Records of labeled points:
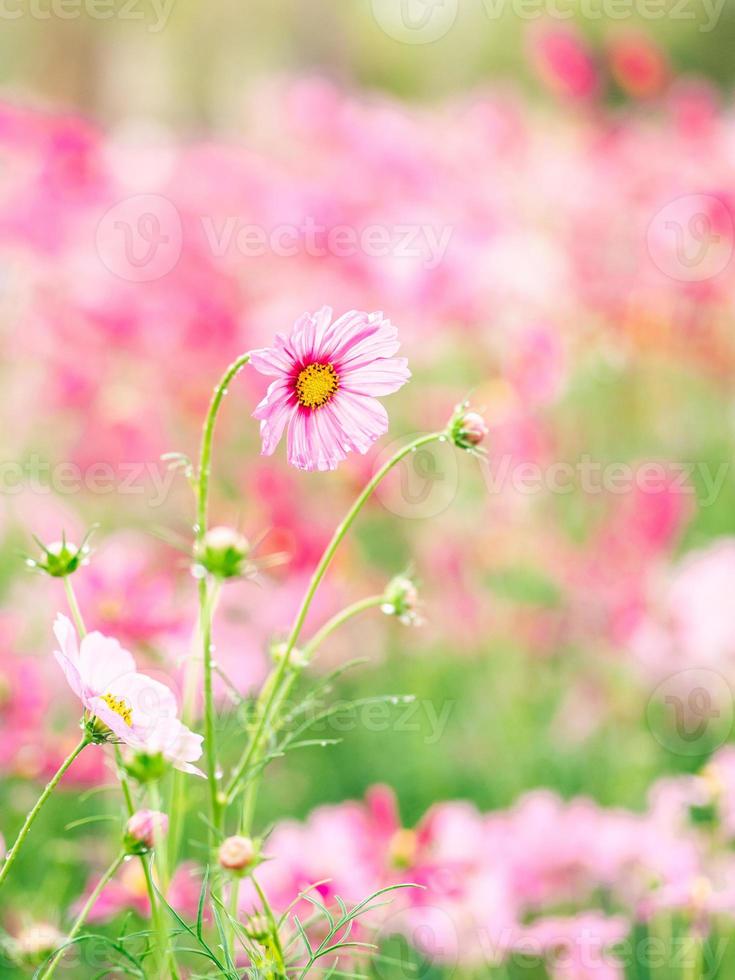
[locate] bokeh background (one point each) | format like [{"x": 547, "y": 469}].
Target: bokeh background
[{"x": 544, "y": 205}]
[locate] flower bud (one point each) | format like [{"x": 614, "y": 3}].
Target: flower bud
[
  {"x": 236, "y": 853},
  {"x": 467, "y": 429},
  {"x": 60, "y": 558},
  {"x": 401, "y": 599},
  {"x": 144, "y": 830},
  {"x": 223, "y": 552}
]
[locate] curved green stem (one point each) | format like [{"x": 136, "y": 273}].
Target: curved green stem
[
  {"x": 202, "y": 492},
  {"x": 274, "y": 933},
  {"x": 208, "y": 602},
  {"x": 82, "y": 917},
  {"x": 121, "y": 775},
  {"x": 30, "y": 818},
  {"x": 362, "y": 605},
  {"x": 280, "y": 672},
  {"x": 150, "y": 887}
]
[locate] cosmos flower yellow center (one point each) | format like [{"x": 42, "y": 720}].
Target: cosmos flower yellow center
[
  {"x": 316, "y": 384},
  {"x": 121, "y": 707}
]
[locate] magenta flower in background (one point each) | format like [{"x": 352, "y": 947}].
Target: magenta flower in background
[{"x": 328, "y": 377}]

• Short exercise: Return the lines above starting at the line that contains "[locate] magenta flower" and ending at the last line, with both ends included.

• The response:
[locate] magenta flower in background (one point each) | format like [{"x": 352, "y": 947}].
Target: magenta flower in background
[{"x": 328, "y": 377}]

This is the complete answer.